*HOW TO COMPLETE THIS TASK*. Please tally every line in the listing below where the word "potted" appears, then give the number and nothing more.

*SOURCE RECORDS*.
>>>>

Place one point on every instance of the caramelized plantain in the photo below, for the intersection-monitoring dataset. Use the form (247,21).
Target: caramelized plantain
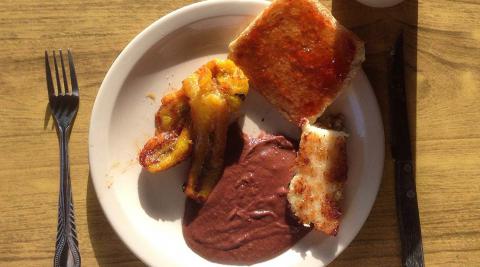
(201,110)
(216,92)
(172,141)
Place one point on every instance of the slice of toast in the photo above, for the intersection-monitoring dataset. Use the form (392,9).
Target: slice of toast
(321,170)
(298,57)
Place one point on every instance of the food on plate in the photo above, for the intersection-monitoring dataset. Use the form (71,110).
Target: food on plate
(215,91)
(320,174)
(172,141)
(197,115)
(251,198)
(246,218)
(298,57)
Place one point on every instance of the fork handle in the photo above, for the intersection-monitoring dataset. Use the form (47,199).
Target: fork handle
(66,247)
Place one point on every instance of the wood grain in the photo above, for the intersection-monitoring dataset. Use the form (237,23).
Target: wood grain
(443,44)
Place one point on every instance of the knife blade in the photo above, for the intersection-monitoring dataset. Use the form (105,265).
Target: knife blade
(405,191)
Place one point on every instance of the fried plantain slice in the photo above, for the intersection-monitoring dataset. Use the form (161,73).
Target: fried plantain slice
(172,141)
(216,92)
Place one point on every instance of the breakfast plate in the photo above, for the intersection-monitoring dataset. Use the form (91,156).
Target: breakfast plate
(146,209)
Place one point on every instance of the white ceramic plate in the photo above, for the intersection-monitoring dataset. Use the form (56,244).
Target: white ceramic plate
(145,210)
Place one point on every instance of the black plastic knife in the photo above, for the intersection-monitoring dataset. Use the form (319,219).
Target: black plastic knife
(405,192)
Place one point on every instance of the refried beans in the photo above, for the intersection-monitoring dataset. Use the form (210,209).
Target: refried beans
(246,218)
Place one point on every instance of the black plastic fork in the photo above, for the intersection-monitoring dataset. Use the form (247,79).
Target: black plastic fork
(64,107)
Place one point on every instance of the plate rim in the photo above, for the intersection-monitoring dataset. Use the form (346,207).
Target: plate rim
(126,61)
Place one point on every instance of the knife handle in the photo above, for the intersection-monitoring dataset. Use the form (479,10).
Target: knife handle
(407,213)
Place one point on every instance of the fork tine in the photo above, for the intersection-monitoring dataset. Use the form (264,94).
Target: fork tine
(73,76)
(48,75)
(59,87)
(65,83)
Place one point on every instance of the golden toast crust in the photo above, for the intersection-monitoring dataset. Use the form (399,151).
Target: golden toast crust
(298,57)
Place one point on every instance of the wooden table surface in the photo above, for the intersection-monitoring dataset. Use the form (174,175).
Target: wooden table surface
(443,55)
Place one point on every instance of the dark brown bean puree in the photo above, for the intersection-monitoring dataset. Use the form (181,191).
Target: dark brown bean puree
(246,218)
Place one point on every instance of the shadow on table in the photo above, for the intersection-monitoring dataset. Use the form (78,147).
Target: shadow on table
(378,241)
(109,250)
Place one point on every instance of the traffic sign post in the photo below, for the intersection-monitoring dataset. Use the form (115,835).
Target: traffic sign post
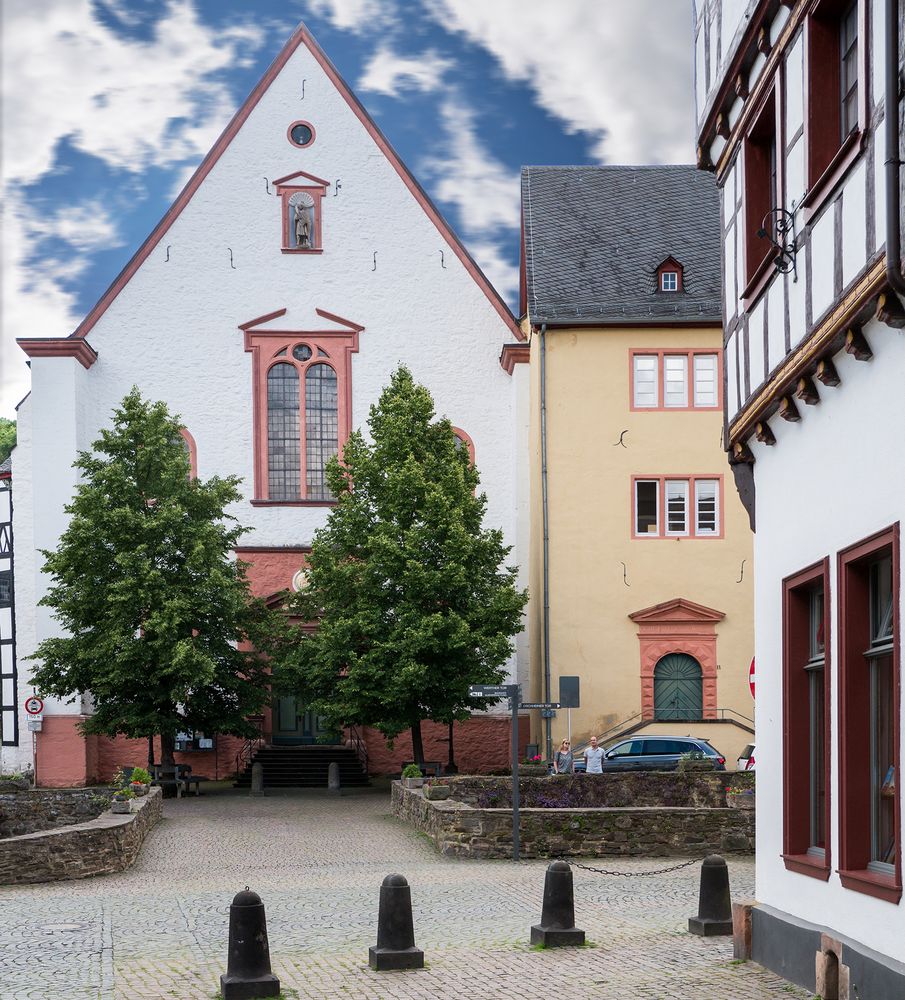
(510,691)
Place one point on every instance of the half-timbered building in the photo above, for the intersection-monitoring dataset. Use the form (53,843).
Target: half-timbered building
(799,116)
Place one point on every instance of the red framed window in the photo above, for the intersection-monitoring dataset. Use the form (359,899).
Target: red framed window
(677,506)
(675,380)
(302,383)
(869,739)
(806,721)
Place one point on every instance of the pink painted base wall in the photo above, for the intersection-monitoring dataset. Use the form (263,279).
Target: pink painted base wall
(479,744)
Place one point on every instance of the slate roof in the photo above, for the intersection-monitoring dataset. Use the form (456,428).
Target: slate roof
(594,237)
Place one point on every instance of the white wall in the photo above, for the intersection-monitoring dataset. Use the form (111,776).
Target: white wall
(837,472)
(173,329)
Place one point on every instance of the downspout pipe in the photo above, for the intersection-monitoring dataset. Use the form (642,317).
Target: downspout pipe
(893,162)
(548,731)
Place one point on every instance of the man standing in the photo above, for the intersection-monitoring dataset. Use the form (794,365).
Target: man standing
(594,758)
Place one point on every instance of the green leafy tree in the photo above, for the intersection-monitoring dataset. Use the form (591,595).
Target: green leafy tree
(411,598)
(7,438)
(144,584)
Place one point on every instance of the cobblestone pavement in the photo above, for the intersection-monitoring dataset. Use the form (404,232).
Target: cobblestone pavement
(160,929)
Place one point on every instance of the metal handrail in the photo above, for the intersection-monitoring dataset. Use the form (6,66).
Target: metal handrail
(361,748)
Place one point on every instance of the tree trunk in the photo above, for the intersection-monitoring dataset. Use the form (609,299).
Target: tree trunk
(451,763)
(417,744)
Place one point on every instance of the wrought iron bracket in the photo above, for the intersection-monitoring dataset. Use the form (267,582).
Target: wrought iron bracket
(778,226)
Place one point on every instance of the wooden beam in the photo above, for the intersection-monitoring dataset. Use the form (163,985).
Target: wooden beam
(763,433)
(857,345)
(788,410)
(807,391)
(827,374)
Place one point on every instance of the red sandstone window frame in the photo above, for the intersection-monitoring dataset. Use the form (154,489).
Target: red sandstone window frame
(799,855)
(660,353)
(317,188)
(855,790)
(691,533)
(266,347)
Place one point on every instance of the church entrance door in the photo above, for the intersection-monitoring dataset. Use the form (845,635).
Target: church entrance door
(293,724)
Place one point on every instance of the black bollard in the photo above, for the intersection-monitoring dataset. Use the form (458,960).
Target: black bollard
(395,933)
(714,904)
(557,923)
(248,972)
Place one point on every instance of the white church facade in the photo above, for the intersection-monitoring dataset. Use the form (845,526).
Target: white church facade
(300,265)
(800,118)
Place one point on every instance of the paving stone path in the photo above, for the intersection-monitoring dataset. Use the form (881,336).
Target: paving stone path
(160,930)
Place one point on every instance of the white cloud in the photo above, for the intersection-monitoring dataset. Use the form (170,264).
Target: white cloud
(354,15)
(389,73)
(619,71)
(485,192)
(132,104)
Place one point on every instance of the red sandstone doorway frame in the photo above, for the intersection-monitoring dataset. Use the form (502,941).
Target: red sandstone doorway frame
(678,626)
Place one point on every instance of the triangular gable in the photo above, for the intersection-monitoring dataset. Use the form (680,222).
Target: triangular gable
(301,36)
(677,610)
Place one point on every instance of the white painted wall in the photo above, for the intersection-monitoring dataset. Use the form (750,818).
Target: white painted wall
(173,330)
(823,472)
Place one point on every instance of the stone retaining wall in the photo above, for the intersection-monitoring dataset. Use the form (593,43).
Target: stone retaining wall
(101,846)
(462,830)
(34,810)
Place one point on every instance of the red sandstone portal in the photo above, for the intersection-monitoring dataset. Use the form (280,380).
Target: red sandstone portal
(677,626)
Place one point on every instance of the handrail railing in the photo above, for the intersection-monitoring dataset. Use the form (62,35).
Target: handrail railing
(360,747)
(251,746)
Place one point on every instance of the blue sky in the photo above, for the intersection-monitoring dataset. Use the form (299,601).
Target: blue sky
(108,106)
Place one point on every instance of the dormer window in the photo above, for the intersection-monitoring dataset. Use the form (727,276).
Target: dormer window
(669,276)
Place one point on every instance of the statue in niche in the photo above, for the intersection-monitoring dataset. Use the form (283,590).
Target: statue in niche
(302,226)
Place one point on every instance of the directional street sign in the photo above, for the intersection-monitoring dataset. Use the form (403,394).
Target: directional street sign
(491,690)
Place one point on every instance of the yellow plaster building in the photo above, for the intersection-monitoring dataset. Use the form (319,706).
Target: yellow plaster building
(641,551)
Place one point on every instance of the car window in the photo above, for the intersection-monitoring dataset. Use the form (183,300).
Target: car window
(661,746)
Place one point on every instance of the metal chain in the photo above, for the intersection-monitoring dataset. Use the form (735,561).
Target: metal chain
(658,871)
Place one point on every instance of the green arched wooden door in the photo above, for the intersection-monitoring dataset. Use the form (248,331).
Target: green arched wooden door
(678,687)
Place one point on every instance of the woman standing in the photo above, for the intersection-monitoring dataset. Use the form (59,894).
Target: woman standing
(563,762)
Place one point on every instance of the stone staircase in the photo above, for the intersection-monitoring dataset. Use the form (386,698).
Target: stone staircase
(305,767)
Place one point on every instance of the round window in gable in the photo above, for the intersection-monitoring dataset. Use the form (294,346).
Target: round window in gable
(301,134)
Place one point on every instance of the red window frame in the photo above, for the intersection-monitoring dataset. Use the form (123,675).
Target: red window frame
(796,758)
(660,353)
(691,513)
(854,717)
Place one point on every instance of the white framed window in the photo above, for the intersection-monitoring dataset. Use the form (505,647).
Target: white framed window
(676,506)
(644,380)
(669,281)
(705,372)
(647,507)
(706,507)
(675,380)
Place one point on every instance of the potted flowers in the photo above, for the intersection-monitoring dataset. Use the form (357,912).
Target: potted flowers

<<<<

*REPLY TO THE EXERCISE*. 2